In the wake of the 2007-2009 bear market, investors have poured hundreds of billions of dollars into fixed income in an effort to reduce the risk of their portfolios while seeking to earn a more stable if more modest return on their money (see www.ici.org). So far, it seems to have worked out okay. For example, since the bear market low of March 9, 2009 through the market’s most recent close of May 6, 2011 the Barclays Aggregate Bond Total Return Index is up 16.82%. Sure, it’s not the 107.02% earned in the S&P 500 Total Return Index over the same time, but it hasn’t lost money in nominal terms.
However, as pointed out by Greg Mankiw, professor of economics at Harvard University, fixed income is not without serious risks in the coming years.
A remarkable feature of current financial markets is their willingness to lend to the federal government on favorable terms, despite a huge budget deficit, a fiscal trajectory that everyone knows is unsustainable and the failure of our political leaders to reach a consensus on how to change course. This can’t go on forever — that much is clear.
Less obvious, however, is how far we are from the day of reckoning.
Winston Churchill famously remarked that “Americans can always be counted on to do the right thing, after they have exhausted all other possibilities.” That seems to capture the attitude of the bond market today. It trusts our leaders to get the government’s fiscal house in order, eventually, and is waiting patiently while they exhaust the alternatives.
But such confidence in American rectitude will not last forever. The more we delay, the bigger the risk that we follow the path of Greece, Ireland and Portugal. I don’t know how long we have before the bond market turns on the United States, but I would prefer not to run the experiment to find out.
Furthermore, I suspect that many fixed income investors would be shocked to learn that historic drawdowns in fixed income-in real terms-have been larger and longer than the drawdowns in equities.

## Exercises
a. In the passage on bond investing, how much did the Barclays Aggregate Bond Total Return Index gain from the March 9, 2009 low through May 6, 2011?
b. Retype the portion of the bond investing passage between "Winston Churchill famously" and "drawdowns in equities.", inclusive.
The lines after this point have no role in this exercise.

## Recorded data
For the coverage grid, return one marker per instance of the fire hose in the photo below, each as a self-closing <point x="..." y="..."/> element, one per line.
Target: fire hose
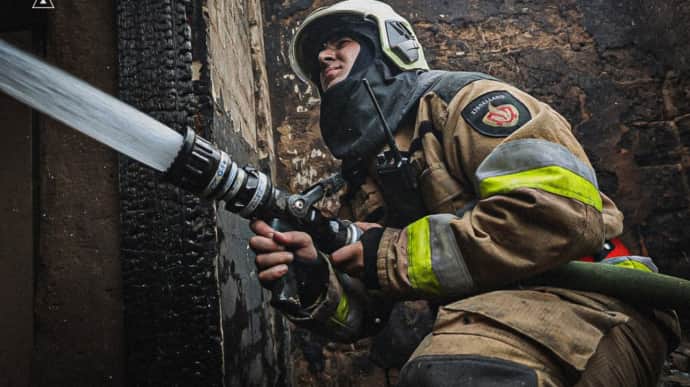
<point x="198" y="166"/>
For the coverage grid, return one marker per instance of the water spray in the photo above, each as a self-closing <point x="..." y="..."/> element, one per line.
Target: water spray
<point x="187" y="160"/>
<point x="196" y="165"/>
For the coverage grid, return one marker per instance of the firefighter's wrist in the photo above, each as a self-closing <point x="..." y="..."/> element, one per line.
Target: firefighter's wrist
<point x="370" y="242"/>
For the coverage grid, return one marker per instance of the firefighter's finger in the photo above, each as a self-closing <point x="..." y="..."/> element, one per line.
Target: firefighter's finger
<point x="349" y="258"/>
<point x="265" y="261"/>
<point x="366" y="225"/>
<point x="259" y="227"/>
<point x="297" y="241"/>
<point x="268" y="276"/>
<point x="261" y="244"/>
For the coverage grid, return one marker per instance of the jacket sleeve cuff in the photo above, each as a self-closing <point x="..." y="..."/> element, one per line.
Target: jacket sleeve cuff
<point x="386" y="263"/>
<point x="370" y="241"/>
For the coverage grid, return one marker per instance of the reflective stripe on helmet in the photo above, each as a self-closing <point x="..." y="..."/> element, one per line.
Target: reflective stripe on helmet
<point x="404" y="51"/>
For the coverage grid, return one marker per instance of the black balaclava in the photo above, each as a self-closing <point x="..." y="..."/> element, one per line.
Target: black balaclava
<point x="349" y="123"/>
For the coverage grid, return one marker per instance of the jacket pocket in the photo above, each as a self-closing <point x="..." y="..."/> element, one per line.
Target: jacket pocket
<point x="569" y="330"/>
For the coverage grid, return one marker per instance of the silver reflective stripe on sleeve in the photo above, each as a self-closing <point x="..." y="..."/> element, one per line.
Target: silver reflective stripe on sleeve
<point x="537" y="164"/>
<point x="522" y="155"/>
<point x="446" y="259"/>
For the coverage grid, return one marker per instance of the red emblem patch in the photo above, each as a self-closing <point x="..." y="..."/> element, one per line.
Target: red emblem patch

## Answers by task
a. 16.82%

b.
Winston Churchill famously remarked that “Americans can always be counted on to do the right thing, after they have exhausted all other possibilities.” That seems to capture the attitude of the bond market today. It trusts our leaders to get the government’s fiscal house in order, eventually, and is waiting patiently while they exhaust the alternatives.
But such confidence in American rectitude will not last forever. The more we delay, the bigger the risk that we follow the path of Greece, Ireland and Portugal. I don’t know how long we have before the bond market turns on the United States, but I would prefer not to run the experiment to find out.
Furthermore, I suspect that many fixed income investors would be shocked to learn that historic drawdowns in fixed income-in real terms-have been larger and longer than the drawdowns in equities.